## Begin Text

Fig. 7 Topological analysis of MIL-143. Considering the SBBs as truncated tetrahedra constructed from 1,4-BDC and Fe trimers, crosslinked by BTB ligands, the topology is ttt. Considering the SBBs as distorted cuboctahedra constructed from BTB and Fe trimers, bridged by 1,4-BDC ligands, the topology is fcu. Both fcu and ttt are edge-transitive nets.

Thus, the use of tetrahedral SBBs can provide access to diamond topologies, diamond-related topologies, and the zeolitic mtn topology. In fact, Férey and coworkers have shown the potential to construct other MOFs related to additional zeolitic topologies through molecular modelling of hypo-MIL-1 and hypo-MIL-2.⁵⁰

2.2.2. Assembly of cubic SBBs. Metal–organic cubes (MOCs) are another category of MOPs that offer potential to serve as SBBs, as first reported by Eddaoudi et al. in 2004.²⁵ The architecture of this particular MOP consists of heterofunctional imidazoledicarboxylate ligands bridging eight single-metal ions, and, when considering the functionalized periphery, can be viewed as a double four-membered ring (d4R) composite building unit (as in conventional zeolites), i.e., a building unit consisting of eight tetrahedra in a cube-like arrangement where the ligands replace the edges of the cube and the vertices offer potential for cross-linking. The use of such MOPs as programmed building blocks with a hierarchy of appropriate information enables and promotes the synthesis of targeted structures, while simultaneously avoiding other easily attainable or default 4-connected nets, such as the aforementioned diamond net (dia).⁵¹
Vertex-linked MOCs. Eddaoudi et al. reported the utilization of these MOCs as SBBs, highlighting the ability to cross-link them into 3-periodic MOF structures with zeolite-like topologies, i.e., zeolite-like metal–organic-frameworks (ZMOFs). The ZMOFs could be constructed by linking these MOCs via linear links, thus giving rise to MOFs having lta²⁶ or aco⁵² (also known as pcb) topologies (Fig. 8). Alternatively, linking these MOCs through 4-c nodes should result in ZMOFs having ast (Fig. 8)²⁶ or asv topologies. The aforementioned zeolite nets (aco, ast, asv, and lta) are especially interesting to reticular chemistry as their nets correspond to the augmentation of the edge-transitive nets bcu, flu, scu, and reo, respectively, where the d4Rs serve as the cube-like vertex figures.⁵³ Specifically, bcu and reo are both semi-regular 8-c nets, and scu and flu are edge-transitive (4,8)-c nets.^26,52

Fig. 8 MOCs can be externally functionalized to serve as SBBs for the assembly of MOFs with zeolitic topologies.

## End Text

▸ Written instruction
Carry on the passage about metal–organic framework topologies from its final sentence.

## Begin Records shown

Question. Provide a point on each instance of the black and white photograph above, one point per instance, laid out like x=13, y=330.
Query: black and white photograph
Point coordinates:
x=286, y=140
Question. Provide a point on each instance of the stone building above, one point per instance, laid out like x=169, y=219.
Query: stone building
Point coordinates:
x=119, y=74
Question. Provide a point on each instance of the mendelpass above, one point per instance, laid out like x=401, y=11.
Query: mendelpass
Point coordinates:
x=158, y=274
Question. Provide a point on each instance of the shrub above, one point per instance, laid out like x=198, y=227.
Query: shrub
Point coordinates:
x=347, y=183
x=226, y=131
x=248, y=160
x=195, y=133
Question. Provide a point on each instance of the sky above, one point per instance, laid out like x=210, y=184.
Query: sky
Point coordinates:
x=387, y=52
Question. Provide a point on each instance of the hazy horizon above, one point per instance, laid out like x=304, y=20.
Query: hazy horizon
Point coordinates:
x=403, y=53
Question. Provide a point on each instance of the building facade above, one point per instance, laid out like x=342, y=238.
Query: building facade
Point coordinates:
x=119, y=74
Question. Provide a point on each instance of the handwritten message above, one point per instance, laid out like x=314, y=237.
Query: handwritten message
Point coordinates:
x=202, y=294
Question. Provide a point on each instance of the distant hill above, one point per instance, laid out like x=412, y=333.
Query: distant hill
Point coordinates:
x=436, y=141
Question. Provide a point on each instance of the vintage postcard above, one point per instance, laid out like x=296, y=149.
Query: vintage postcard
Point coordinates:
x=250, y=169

## End Records shown

▸ Result of the task
Different research groups have contributed to the development of MOC-based materials, using the vertex-linked strategy showing exclusively pcu or aco topologies.^54,55 Feng et al. also reported the reaction of Zn(II), imidazole (HIm), and 5-methylbenzimidazole (HMBIm) in the presence of (±)-2-amino-1-butanol and benzene, which yielded the zeolitic network, TIF-3, with aco topology based on the [Zn₈(Im)₆(MBIm)₆]⁴⁻ cluster as a cubic MOP.⁵⁵

Edge-linked MOCs. Xu et al. reported ([Li₁₁(Ni₈L₁₂)(H₂O)₁₂]Li₉(H₂O)₂₀)_n in which [Ni₈L₁₂]²⁰⁻ MOPs are bridged via the four oxygen atoms from two edge-ligands of two adjacent cubic MOPs. Of the twelve edges of the cubic MOP, only six edges are alternately linked to the six adjacent cubic MOPs. This MOP can be considered as an octahedral 6-c node, and hence, the network can be viewed as having a distorted pcu network topology (Fig. 9).⁵⁴ Chen et al. reported a MOF based on a doubly edge-center-linked cubic MOP exhibiting a pcu topology. Indeed, the arrangement of doubly-linked cubic MOPs, considered as a 6-c octahedral node, displays primitive cubic packing (Fig. 10).⁵⁶

Fig. 9 Cross-linkage of Ni-based MOCs by half of their vertices with Li leads to a MOF with underlying pcu topology, where the MOC is 6-c, forming an octahedral SBB.

Fig. 10 Double edge-cross linkage of MOCs leads to a MOF with underlying pcu topology, where the MOC is 6-c, forming an octahedral SBB.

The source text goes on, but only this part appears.